__Task instructions__
Write out the data again exactly, skipping every picture.

━━━━━ Dataset

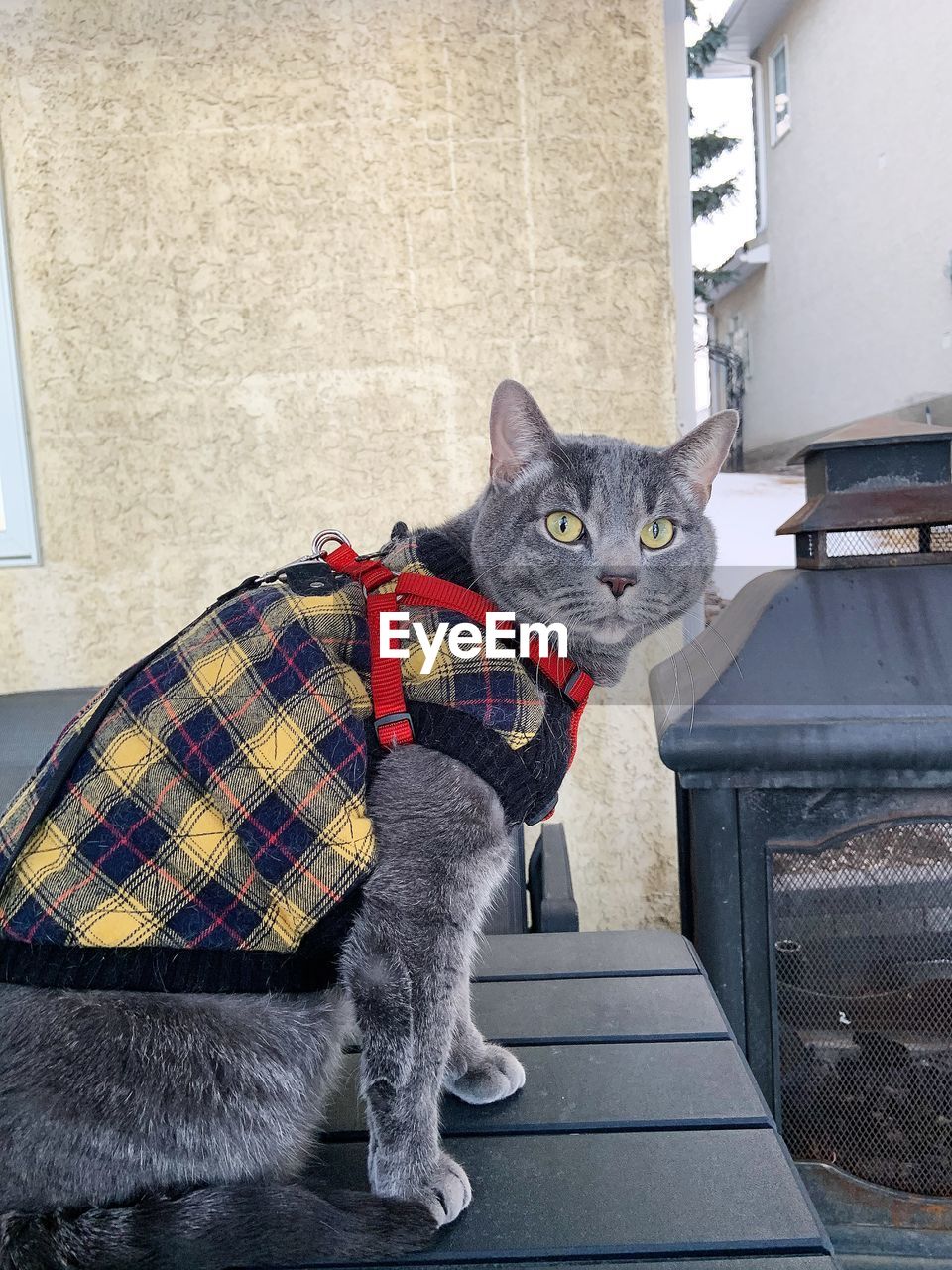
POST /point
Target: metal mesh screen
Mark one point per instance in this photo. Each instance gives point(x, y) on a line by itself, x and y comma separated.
point(864, 966)
point(873, 541)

━━━━━━━━━━

__Answer to this exercise__
POST /point
Target: metal mesh screen
Mark one point per instance in this photo. Each instance gives point(x, y) on a line by itself, x and y comma separated.
point(864, 966)
point(873, 541)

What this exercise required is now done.